Assigned task: Print exactly the line with "Target: dark tiled roof" and every line after it, through the final line of the material below.

Supplied material:
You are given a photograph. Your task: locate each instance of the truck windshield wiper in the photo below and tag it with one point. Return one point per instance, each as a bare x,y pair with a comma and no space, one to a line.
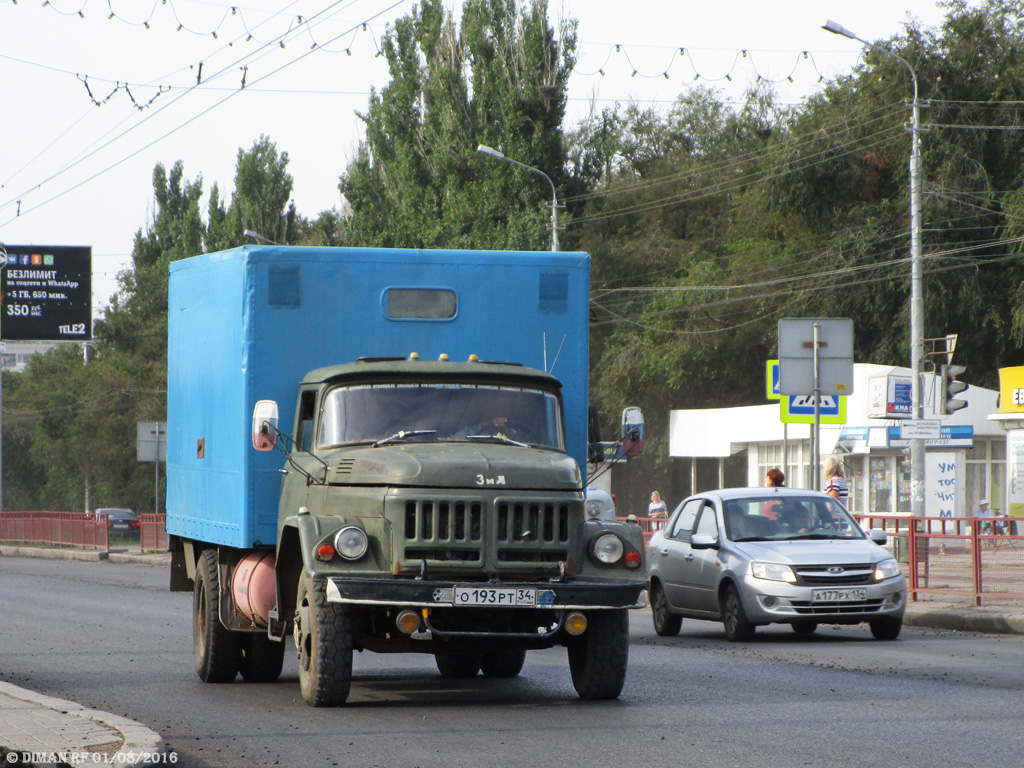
401,434
499,436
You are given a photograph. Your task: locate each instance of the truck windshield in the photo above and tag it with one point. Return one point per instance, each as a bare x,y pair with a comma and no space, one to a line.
441,412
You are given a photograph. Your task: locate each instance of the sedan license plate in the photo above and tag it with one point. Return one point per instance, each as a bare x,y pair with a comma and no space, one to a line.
838,596
499,596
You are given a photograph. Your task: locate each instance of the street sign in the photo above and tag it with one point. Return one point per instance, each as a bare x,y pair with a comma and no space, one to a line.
920,429
771,380
151,442
890,396
799,409
835,353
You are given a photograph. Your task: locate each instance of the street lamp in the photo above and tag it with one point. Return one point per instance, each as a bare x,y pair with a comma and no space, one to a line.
916,296
483,148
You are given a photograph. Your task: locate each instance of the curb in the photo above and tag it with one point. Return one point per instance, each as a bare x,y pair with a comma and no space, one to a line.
161,559
9,550
967,620
141,745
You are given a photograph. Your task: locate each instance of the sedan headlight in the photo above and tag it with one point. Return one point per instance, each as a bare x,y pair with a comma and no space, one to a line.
607,549
351,543
887,569
773,571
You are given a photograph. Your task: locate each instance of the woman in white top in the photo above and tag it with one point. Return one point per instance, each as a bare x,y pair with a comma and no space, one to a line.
836,484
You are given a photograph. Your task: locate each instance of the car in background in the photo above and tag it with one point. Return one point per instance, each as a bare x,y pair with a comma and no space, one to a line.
123,522
749,557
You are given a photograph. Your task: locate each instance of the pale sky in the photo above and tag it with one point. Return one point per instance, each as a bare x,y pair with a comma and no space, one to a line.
76,173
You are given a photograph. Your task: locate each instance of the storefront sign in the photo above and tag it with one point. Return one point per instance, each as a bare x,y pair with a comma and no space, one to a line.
956,436
862,439
890,396
1012,390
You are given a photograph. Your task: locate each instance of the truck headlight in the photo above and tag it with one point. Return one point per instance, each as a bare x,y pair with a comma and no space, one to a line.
886,569
351,543
773,571
607,549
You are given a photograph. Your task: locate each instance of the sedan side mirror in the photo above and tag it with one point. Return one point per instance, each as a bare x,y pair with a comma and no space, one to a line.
704,541
265,425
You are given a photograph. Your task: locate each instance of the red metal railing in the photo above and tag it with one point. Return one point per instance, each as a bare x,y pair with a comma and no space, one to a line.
60,528
77,529
981,558
153,532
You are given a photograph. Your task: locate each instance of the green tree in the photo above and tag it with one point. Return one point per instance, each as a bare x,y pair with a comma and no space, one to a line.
500,80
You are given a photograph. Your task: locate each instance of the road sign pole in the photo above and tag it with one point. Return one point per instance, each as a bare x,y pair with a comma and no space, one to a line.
816,438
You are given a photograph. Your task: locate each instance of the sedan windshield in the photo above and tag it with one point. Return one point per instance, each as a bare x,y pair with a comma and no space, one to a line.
772,518
395,413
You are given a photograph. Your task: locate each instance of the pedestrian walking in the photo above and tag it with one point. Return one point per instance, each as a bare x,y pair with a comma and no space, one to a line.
774,478
657,511
836,484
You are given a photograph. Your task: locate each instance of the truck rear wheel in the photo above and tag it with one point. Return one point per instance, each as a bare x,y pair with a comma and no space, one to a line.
217,649
324,642
599,656
505,663
261,659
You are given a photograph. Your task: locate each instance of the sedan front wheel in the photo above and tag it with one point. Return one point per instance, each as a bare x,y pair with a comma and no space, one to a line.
737,627
667,624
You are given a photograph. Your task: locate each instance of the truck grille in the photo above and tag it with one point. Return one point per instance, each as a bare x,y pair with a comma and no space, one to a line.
491,535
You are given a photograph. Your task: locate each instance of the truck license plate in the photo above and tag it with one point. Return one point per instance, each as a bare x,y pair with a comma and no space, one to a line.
495,596
838,596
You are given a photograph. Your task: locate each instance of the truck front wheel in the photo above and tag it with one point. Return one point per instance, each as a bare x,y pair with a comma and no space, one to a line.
599,656
324,642
217,649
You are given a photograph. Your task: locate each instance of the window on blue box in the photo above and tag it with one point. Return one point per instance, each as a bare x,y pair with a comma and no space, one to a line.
421,303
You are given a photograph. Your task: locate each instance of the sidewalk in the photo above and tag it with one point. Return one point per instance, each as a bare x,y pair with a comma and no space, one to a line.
43,730
37,727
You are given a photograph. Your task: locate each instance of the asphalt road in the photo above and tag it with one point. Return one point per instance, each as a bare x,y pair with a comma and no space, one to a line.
112,637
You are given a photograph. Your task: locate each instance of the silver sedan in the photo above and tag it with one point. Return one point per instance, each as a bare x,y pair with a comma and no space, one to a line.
754,556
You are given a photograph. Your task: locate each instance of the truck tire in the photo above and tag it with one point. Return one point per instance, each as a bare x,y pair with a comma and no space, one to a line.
324,643
261,659
505,663
217,649
458,665
599,656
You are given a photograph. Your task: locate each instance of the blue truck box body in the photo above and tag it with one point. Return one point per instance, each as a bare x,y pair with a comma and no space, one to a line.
248,324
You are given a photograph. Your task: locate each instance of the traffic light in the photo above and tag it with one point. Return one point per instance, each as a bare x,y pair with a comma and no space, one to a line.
949,387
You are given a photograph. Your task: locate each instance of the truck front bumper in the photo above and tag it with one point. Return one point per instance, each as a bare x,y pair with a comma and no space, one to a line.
439,594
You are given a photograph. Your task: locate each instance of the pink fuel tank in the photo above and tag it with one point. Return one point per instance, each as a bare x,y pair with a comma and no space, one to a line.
253,587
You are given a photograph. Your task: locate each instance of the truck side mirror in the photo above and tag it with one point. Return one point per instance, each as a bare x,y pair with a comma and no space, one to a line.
265,425
596,452
632,431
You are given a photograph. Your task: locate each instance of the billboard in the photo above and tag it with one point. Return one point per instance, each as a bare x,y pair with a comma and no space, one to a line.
45,293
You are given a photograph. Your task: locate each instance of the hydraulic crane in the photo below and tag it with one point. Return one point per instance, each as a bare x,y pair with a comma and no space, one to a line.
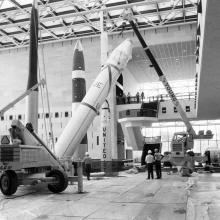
182,141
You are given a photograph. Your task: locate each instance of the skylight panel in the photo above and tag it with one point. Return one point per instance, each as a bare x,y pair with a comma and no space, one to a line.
7,4
11,29
24,2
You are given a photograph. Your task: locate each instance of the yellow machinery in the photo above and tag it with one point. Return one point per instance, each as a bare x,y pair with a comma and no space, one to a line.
25,160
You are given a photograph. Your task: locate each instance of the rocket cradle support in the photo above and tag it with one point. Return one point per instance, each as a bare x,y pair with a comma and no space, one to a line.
90,105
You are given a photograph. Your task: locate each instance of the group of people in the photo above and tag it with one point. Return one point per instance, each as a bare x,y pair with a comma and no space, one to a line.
152,160
127,99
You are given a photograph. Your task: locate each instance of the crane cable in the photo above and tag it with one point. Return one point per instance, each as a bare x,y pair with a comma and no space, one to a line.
47,101
47,97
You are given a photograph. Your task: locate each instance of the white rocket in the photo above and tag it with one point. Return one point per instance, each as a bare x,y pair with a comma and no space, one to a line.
90,105
105,131
78,91
32,99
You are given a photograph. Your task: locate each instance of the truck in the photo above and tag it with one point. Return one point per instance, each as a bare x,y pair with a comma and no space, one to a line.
181,141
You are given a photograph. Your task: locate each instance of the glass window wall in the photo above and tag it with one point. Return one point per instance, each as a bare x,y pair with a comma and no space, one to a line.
167,129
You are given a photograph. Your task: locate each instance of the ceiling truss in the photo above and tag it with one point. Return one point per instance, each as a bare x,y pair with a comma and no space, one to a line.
68,19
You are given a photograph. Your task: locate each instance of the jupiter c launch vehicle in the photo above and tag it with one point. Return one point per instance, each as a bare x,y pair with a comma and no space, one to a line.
78,92
90,105
22,161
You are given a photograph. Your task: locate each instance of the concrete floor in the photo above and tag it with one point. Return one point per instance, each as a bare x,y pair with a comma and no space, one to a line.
128,196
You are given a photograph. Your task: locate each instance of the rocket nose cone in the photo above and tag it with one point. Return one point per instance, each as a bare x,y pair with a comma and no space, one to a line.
78,57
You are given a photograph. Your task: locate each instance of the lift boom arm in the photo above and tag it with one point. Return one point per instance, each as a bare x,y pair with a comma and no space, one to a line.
163,79
10,105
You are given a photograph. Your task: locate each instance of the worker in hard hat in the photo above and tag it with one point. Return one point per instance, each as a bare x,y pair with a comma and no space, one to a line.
149,161
88,164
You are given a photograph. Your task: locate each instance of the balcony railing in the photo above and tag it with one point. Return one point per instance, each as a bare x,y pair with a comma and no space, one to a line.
138,113
162,97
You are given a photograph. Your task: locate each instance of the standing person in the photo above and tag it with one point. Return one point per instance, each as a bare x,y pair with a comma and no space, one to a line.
158,157
138,97
124,98
74,163
142,97
149,161
128,98
88,164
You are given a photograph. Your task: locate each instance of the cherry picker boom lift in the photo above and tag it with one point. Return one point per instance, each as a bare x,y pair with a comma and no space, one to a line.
182,141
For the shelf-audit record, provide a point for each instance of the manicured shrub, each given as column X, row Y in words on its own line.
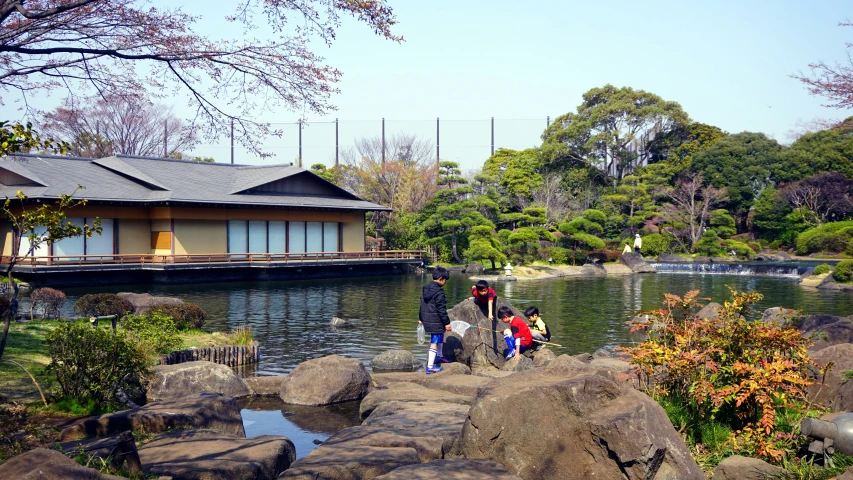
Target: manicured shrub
column 843, row 272
column 741, row 249
column 829, row 237
column 47, row 300
column 822, row 268
column 185, row 315
column 655, row 244
column 102, row 304
column 154, row 330
column 742, row 374
column 92, row 363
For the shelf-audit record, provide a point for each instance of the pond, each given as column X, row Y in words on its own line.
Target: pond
column 290, row 319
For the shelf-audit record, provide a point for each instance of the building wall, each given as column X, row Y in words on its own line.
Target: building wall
column 353, row 234
column 134, row 236
column 200, row 236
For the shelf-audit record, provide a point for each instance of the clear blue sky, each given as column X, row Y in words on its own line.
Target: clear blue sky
column 726, row 62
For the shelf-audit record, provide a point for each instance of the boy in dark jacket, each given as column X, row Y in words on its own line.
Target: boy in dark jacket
column 433, row 316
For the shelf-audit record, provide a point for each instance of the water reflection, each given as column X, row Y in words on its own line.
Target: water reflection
column 291, row 318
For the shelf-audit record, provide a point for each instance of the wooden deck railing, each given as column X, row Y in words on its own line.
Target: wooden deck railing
column 307, row 258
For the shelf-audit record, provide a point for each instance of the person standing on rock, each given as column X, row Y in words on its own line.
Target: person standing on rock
column 518, row 337
column 483, row 294
column 638, row 243
column 433, row 316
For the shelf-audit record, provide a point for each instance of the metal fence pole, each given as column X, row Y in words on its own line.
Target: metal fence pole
column 493, row 135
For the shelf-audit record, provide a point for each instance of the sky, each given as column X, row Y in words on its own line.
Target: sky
column 728, row 63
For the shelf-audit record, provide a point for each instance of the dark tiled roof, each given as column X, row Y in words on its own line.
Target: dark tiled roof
column 159, row 180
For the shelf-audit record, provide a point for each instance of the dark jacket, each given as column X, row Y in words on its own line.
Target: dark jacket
column 433, row 311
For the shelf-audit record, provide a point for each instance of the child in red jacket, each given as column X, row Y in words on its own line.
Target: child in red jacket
column 518, row 337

Response to the exercise:
Target: dark tiled roof
column 159, row 180
For the shelf-audit record, provide a point for each instance of the dark jacket, each given as column X, row Y in words on its own line.
Target: dark jacket
column 433, row 311
For the shelf-audit record, provide a point for each instance of the child in red jacket, each given as column X, row Y in words on its own line.
Target: child in red jacket
column 518, row 337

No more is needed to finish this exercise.